Repeat exactly the lines from the line containing "Annotate the golden pagoda" to the last line of the listing, including both.

**LISTED RECORDS**

....

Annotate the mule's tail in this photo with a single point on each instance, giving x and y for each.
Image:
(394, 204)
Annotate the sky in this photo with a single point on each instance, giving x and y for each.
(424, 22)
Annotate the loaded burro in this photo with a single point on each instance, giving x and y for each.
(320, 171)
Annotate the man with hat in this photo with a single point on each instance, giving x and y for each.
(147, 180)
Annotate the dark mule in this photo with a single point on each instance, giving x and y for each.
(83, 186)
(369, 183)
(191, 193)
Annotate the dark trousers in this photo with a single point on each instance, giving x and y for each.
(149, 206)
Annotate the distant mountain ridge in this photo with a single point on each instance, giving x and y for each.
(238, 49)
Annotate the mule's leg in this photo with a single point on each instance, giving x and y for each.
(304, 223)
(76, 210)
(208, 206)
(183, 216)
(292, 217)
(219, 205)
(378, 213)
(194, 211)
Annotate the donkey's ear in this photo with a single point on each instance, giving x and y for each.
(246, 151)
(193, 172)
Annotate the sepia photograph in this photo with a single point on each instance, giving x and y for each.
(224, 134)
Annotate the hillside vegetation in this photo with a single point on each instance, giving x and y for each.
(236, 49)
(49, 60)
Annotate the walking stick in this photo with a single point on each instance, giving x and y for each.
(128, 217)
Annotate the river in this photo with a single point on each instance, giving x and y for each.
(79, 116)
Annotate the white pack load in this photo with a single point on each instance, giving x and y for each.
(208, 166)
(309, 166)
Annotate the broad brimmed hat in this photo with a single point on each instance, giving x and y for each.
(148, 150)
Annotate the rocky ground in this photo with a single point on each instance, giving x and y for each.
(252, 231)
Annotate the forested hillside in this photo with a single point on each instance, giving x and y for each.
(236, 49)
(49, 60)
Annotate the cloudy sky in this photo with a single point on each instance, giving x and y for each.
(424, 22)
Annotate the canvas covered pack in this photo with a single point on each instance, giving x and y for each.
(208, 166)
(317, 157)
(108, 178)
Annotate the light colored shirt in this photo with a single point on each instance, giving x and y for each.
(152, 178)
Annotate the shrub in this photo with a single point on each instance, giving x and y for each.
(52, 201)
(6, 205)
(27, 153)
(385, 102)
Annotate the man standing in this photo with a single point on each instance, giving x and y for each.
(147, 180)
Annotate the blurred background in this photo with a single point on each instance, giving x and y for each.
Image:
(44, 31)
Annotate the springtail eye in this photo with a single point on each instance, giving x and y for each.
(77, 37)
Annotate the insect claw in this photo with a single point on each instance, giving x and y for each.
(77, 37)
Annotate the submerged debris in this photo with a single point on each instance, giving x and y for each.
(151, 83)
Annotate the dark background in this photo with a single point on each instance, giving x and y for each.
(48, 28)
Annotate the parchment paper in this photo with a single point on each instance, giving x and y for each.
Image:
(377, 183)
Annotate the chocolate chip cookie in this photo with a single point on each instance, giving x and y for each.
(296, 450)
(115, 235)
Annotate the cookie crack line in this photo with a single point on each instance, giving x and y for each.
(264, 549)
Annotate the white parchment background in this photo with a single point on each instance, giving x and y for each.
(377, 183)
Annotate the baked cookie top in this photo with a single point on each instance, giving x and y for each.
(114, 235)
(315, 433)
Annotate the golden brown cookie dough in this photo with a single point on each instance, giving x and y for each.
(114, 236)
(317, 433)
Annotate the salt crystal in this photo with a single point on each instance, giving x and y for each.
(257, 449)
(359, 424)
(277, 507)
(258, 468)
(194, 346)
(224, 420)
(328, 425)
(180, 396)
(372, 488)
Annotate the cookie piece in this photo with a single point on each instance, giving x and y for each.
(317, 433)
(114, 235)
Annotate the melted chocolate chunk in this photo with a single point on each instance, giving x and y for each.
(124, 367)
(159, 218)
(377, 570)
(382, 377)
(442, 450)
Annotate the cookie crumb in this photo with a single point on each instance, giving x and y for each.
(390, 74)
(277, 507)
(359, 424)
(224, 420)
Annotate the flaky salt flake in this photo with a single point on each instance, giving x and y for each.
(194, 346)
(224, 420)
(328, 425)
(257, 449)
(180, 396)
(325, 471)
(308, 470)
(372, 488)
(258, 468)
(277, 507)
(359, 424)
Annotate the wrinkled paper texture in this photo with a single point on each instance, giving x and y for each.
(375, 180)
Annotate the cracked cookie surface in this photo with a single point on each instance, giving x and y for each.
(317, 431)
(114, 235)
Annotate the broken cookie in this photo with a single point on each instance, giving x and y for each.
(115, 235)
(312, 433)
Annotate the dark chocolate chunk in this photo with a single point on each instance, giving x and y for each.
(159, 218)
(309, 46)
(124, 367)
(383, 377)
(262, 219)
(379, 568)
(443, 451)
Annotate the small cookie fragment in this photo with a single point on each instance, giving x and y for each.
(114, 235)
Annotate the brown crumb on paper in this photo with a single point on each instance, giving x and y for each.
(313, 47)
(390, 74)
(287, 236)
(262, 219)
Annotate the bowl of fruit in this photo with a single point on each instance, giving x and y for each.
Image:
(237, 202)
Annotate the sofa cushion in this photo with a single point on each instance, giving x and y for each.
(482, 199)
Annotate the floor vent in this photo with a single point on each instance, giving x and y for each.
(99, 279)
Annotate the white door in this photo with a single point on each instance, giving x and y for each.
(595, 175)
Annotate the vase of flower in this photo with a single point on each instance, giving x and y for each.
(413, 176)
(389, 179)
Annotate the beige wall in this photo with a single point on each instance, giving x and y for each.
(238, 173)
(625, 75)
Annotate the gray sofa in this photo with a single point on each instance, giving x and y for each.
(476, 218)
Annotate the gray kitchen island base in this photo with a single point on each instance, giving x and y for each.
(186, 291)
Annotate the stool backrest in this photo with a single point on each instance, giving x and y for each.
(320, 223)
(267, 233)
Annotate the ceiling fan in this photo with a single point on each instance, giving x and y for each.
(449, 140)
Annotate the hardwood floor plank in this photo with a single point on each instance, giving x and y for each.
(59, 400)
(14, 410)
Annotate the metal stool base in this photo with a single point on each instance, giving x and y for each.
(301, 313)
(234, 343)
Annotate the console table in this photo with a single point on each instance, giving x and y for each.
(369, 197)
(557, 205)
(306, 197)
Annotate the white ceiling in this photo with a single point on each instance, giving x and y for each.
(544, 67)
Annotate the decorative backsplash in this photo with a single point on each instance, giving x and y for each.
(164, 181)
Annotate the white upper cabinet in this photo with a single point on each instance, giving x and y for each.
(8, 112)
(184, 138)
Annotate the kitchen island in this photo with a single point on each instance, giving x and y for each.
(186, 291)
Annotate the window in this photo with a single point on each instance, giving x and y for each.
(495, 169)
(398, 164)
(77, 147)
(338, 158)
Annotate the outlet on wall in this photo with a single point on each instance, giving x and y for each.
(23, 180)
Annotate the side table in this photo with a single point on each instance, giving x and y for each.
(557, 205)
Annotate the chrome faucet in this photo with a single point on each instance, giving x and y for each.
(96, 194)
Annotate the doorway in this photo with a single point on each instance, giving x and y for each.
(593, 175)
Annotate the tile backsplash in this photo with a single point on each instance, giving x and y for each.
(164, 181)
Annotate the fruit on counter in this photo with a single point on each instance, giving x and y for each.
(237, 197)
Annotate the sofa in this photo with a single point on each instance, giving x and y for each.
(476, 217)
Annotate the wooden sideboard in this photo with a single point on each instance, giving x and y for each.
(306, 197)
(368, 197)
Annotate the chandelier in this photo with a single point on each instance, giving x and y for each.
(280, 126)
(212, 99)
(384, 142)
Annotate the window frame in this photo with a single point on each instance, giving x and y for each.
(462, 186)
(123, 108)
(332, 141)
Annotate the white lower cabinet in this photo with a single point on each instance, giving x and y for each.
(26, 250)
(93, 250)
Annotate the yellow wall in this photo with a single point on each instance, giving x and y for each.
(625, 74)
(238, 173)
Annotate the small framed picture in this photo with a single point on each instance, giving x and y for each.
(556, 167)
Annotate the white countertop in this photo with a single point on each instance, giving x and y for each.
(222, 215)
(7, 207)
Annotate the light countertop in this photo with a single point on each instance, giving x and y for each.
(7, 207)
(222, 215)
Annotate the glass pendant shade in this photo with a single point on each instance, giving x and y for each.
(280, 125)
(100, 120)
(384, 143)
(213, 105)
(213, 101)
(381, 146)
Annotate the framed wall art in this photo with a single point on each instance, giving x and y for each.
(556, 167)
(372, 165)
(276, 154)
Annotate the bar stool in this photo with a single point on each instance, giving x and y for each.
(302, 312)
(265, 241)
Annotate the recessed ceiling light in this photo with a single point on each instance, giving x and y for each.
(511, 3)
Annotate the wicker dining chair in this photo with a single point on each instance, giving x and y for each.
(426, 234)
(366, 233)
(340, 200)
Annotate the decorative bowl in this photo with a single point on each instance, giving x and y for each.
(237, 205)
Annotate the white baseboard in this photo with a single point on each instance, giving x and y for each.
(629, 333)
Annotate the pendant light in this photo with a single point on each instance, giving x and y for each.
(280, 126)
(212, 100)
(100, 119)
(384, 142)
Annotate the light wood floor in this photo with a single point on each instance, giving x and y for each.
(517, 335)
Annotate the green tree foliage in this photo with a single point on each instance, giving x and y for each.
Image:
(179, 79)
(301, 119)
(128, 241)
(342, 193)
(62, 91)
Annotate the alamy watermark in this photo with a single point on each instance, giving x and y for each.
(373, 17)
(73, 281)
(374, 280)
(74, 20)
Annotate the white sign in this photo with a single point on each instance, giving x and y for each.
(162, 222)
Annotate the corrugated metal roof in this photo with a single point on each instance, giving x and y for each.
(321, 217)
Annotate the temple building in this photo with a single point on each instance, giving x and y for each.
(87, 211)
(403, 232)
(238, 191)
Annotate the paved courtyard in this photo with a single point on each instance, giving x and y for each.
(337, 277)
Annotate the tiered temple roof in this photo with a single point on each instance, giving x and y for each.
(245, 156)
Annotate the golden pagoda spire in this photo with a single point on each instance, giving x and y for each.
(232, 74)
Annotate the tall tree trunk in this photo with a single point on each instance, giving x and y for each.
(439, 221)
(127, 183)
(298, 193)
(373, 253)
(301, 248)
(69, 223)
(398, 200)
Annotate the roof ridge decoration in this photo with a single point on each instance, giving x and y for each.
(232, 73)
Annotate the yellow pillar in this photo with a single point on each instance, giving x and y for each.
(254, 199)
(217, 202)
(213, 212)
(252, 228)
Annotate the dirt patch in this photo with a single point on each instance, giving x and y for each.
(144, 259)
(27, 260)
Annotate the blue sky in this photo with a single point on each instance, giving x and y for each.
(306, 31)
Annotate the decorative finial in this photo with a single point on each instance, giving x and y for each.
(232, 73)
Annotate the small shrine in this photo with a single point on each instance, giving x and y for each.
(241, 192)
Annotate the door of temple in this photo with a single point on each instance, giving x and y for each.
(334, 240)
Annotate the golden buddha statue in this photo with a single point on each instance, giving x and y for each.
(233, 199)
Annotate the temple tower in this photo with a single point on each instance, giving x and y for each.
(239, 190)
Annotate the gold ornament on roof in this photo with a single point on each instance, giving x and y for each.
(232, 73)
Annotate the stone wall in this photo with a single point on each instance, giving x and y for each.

....

**COMPLETE OUTPUT**
Annotate the golden pagoda spire in this photo with a single point on each instance, giving x and y for each.
(232, 74)
Annotate the tall tree trunk in this photo with a single point on each instance, giving x and y for each.
(439, 221)
(127, 183)
(298, 193)
(373, 253)
(301, 248)
(69, 223)
(398, 200)
Annotate the roof ridge decoration in this photo with a single point on each instance, giving x and y for each.
(232, 73)
Annotate the yellow pillar in this photo with a single point on each instance, giving x and y for each.
(254, 199)
(217, 202)
(213, 212)
(252, 228)
Annotate the dirt patch in this photo with a single point on each instance, giving x and y for each.
(144, 259)
(27, 260)
Annotate the blue sky in this photo with a single point on each instance, giving x and y for each.
(306, 31)
Annotate the decorative finial in this photo with a single point on each instance, giving x and y for each.
(232, 73)
Annotate the small shrine in this photo with a single point on each instance, giving x and y for each.
(241, 192)
Annotate the door of temple in this photo with a single point on each instance, giving x and y for each.
(334, 240)
Annotate the golden buddha statue in this photo with a single point on each instance, giving x and y for each.
(233, 199)
Annotate the temple tower in this photo with a single point on each instance, giving x and y for each.
(239, 190)
Annotate the gold ornament on roof in this photo with a single point on each instance, giving x and y for each.
(232, 73)
Annotate the stone wall in this photo with a single point on each instance, giving x and y for each.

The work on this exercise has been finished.